### 任务
请从下面这段写长江古渡口的摘录中，原样输出从含有“长江上的古渡口,是一个让人暗”的词句起、到“苍凉,踩一枝青苇,飘然北上。”止的那一部分。

### 页面摘录
长江上的古渡口,是一个让人暗生离情别绪的地方。有告别与开始,回首与前眺,混沌与清晰……尤其是在下游宽阔的江面,一船颠簸横渡,更有着一眼望千年的苍茫。

不知古人从前是怎样渡江的。那时的江岸,是否风雨烟波,激浪排空,孤身一人对沙鸥,水天寂寥?

在没有桥的日子,两岸迢迢,一条江,大地上的一道裂岸天堑,可以想见,有人赶路,气喘吁吁,芦荻翻飞,江边饮马。这样想时,“渡江啊——”昆曲《渡江》里,那一声散板的苍凉,踩一枝青苇,飘然北上。

西津渡,唐时叫金陵渡,长江下游南岸的古老渡口,在镇江云台山麓。一千多年前,一位衣衫朴素的诗人来到这里,投宿江边,夜不能寐,写下《题金陵渡》:“金陵津渡小山楼,一宿行人自可愁。潮落夜江斜月里,两三星火是瓜洲。”

想那时,古渡旁一条繁华商街,分布着客栈、酒肆……诗人站在小山楼上眺望夜江,冷月西斜,寒潮初落,内心寂寞凄凉。

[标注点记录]
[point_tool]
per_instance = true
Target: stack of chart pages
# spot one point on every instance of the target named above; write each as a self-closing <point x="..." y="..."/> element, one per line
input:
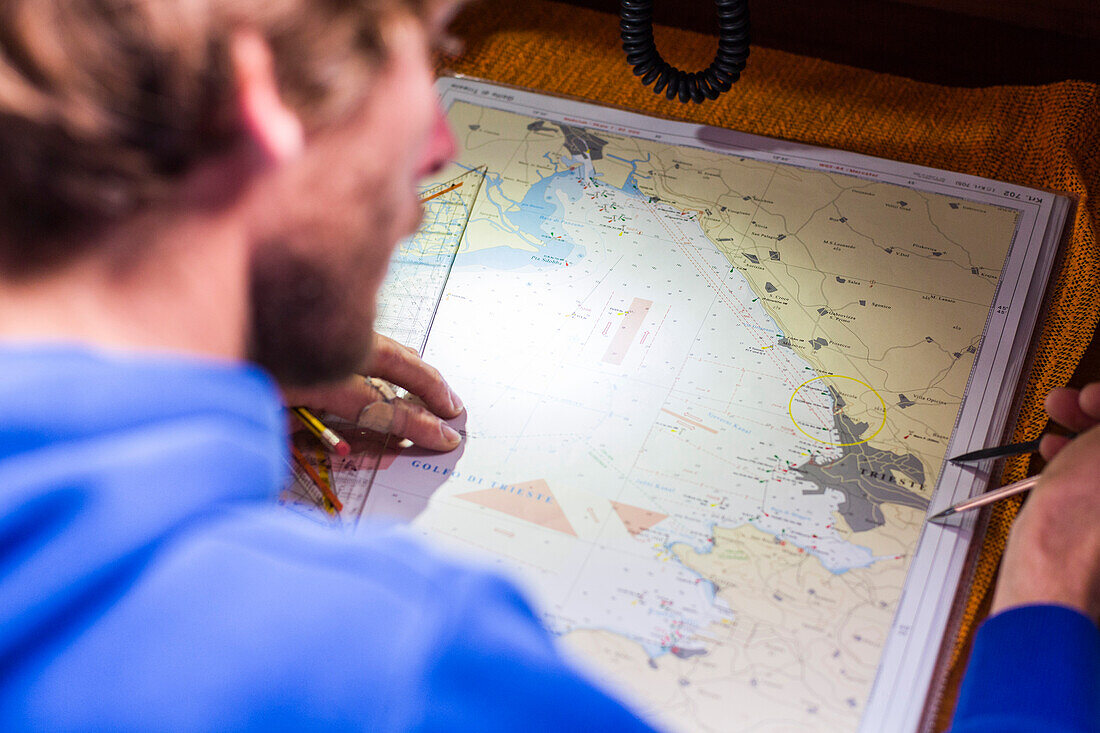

### 任务输出
长江上的古渡口,是一个让人暗生离情别绪的地方。有告别与开始,回首与前眺,混沌与清晰……尤其是在下游宽阔的江面,一船颠簸横渡,更有着一眼望千年的苍茫。

不知古人从前是怎样渡江的。那时的江岸,是否风雨烟波,激浪排空,孤身一人对沙鸥,水天寂寥?

在没有桥的日子,两岸迢迢,一条江,大地上的一道裂岸天堑,可以想见,有人赶路,气喘吁吁,芦荻翻飞,江边饮马。这样想时,“渡江啊——”昆曲《渡江》里,那一声散板的苍凉,踩一枝青苇,飘然北上。